→ **Ausgewählter Textauszug**
○ ○ ○ ○ ○

Mittwoch, 13. April 2011

Engagierte Literatur

Aversionen gegen engagierte Literatur erstarkt mit deren (vermeintlicher) Renaissance.

So schreibt Andreas Rosenfelder in der Welt vom 12.04.2011 "Diese Pfeife raucht noch":

"Eigentlich war der Ausstieg aus der engagierten Literatur ja längst beschlossene Sache. Nach der Wiedervereinigung hatte man in Deutschland die meisten Moralkraftwerke vom Netz genommen. Die Technologie galt als hoffnungslos veraltet, da waren sich die einschlägigen Gutachter einig, und die Folgeschäden für die geistige Umwelt wollte niemand mehr verantworten. "  *)

Der Vergleich zur Umweltbelastung spricht Bände! Die Verbindung von Moral & Engagement mit gefährlichen Reaktoren, die bei Unfällen strahlenverseuchen, färbt Engagement als höchst gefährlich ein. Dieses Gefahrengut muss entsorgt werden.

"Schnell einigten sich die Experten darauf, das Textmaterial im berüchtigten Endlager in der schwäbischen Kleinstadt Marbach zu entsorgen, wo es seine mahnenden Botschaften wohl noch in Hunderten von Jahren abstrahlen wird, abgeschirmt nur durch Stahltüren und einen Sarkophag aus Beton."

○ ○ ○ ○ ○

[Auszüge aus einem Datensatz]

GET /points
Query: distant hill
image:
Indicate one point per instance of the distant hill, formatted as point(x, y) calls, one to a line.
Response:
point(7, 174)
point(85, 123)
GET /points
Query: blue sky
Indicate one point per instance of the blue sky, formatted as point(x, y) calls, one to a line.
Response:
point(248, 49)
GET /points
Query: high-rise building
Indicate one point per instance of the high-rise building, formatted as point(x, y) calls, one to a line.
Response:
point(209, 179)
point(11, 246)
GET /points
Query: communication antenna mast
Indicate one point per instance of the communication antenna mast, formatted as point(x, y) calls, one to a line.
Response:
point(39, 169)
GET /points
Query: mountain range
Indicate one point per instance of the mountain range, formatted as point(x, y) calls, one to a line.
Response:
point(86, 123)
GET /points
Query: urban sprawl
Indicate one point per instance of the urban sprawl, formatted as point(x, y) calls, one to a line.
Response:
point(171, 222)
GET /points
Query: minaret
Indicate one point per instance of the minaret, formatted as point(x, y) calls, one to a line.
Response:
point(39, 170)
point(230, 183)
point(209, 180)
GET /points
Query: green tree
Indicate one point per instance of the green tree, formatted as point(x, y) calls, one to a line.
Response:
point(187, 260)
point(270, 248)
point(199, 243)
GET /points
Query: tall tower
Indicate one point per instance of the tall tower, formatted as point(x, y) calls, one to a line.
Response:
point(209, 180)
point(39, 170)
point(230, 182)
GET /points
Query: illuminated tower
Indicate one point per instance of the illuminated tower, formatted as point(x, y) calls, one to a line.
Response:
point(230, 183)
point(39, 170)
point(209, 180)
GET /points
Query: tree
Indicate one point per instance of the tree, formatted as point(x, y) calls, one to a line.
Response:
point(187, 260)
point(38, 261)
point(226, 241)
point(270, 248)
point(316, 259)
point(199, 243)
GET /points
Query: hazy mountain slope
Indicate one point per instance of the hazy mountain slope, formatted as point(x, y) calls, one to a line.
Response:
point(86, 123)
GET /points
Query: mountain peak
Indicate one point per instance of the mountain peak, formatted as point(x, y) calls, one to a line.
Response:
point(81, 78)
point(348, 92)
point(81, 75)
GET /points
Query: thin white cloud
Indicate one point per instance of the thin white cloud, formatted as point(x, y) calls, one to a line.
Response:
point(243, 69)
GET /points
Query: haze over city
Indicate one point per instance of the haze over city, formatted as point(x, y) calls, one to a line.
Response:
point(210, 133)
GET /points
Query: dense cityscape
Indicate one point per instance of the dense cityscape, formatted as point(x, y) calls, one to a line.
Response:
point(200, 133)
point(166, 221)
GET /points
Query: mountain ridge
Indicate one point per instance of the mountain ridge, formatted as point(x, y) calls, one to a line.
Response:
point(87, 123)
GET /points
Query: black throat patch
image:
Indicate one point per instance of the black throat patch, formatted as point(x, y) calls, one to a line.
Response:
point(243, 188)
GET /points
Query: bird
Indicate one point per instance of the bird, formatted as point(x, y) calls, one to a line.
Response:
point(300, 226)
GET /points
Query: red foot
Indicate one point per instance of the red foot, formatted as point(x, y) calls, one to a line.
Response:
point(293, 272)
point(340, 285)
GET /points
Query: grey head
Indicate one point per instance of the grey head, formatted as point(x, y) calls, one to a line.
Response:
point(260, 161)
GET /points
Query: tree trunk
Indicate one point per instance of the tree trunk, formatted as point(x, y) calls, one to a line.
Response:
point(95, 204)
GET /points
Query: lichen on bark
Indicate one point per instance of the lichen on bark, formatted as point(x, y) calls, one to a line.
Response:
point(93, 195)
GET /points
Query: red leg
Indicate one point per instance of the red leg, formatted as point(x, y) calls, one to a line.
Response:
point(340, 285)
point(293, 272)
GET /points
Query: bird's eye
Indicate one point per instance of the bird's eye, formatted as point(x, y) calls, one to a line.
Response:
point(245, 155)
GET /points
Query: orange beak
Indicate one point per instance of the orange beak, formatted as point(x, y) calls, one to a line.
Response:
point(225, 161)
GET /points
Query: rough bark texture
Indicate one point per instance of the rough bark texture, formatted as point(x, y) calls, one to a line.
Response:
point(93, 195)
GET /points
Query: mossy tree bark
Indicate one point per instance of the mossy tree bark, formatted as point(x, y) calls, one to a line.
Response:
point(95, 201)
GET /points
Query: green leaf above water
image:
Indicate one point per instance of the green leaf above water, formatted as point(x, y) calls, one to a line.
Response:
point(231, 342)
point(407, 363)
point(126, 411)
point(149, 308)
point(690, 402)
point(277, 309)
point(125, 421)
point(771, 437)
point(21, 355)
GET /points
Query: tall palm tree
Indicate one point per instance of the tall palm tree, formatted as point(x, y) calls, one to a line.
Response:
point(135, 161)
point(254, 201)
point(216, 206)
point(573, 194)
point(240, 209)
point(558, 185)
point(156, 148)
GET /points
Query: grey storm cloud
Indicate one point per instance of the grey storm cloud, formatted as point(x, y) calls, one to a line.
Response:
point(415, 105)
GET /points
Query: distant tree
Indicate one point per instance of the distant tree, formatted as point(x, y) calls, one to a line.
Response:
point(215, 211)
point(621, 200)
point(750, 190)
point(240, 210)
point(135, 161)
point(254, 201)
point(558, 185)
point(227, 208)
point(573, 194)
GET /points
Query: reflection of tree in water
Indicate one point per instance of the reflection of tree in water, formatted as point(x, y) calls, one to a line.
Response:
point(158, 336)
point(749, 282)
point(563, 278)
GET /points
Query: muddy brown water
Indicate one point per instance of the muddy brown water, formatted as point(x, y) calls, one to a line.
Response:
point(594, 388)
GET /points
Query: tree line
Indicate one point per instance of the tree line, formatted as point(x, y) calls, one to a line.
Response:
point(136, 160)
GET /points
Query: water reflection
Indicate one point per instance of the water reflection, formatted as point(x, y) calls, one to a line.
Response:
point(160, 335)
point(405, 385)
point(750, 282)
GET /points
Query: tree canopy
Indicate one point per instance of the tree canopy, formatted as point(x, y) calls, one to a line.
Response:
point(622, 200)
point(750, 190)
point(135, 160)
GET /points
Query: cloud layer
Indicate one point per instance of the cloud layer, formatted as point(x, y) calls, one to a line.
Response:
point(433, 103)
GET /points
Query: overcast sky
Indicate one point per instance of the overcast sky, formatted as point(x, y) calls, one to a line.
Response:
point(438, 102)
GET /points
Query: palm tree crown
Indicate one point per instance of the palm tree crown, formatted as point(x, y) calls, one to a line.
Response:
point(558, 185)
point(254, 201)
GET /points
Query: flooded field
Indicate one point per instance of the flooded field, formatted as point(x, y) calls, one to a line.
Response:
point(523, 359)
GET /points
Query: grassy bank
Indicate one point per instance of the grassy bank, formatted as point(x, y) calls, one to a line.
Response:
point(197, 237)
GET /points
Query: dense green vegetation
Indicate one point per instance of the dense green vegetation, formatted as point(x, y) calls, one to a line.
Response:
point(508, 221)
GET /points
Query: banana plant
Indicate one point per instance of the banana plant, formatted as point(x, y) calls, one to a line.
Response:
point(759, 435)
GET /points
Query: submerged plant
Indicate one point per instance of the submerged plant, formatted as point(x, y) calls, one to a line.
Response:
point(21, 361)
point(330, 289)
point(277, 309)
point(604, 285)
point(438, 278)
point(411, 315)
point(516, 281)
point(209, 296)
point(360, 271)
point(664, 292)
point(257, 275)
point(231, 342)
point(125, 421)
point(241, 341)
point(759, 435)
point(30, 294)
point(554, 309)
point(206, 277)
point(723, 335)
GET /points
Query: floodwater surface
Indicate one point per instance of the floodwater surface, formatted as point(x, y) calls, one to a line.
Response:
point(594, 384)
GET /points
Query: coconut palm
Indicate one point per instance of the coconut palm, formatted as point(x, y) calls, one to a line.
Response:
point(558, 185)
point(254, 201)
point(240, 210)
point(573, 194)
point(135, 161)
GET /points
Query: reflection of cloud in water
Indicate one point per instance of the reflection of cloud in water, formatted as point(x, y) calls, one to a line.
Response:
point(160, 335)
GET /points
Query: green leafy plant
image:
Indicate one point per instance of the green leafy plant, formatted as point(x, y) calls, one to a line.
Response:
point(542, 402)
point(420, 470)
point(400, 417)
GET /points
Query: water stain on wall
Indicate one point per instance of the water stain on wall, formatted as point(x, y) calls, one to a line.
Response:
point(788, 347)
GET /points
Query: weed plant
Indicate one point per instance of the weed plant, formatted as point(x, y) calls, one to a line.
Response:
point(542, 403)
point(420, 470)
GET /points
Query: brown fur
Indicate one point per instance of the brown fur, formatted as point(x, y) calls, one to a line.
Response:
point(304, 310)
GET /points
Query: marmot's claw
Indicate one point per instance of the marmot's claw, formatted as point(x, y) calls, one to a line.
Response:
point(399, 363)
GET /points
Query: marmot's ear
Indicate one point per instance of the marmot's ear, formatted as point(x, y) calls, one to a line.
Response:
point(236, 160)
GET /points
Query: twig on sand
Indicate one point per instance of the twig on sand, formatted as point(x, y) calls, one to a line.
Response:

○ ○ ○ ○ ○

→ **Arbeitsanweisungen**
a. In welcher Zeitung und an welchem Tag erschien der Artikel von Andreas Rosenfelder, den der Text über engagierte Literatur zitiert?
b. Fassen Sie den Text über engagierte Literatur in zwei Sätzen zusammen.
c. Schreiben Sie aus dem Text über engagierte Literatur alles von „Aversionen gegen engagierte“ bis hinunter zu „muss entsorgt werden.“ wortgetreu ab.

→ **Lösungsübersicht**
a. In der Welt vom 12.04.2011.

b. Die Abneigung gegen engagierte Literatur wächst mit ihrer vermeintlichen Wiederkehr, wie ein Artikel von Andreas Rosenfelder in der Welt zeigt. Dieser vergleicht engagierte Literatur mit veralteten Kraftwerken, deren Textmaterial im Endlager Marbach entsorgt wurde, und der Text merkt an, dass Engagement durch diesen Vergleich mit gefährlichen Reaktoren als höchst gefährlich erscheint.

c.
Aversionen gegen engagierte Literatur erstarkt mit deren (vermeintlicher) Renaissance.

So schreibt Andreas Rosenfelder in der Welt vom 12.04.2011 "Diese Pfeife raucht noch":

"Eigentlich war der Ausstieg aus der engagierten Literatur ja längst beschlossene Sache. Nach der Wiedervereinigung hatte man in Deutschland die meisten Moralkraftwerke vom Netz genommen. Die Technologie galt als hoffnungslos veraltet, da waren sich die einschlägigen Gutachter einig, und die Folgeschäden für die geistige Umwelt wollte niemand mehr verantworten. "  *)

Der Vergleich zur Umweltbelastung spricht Bände! Die Verbindung von Moral & Engagement mit gefährlichen Reaktoren, die bei Unfällen strahlenverseuchen, färbt Engagement als höchst gefährlich ein. Dieses Gefahrengut muss entsorgt werden.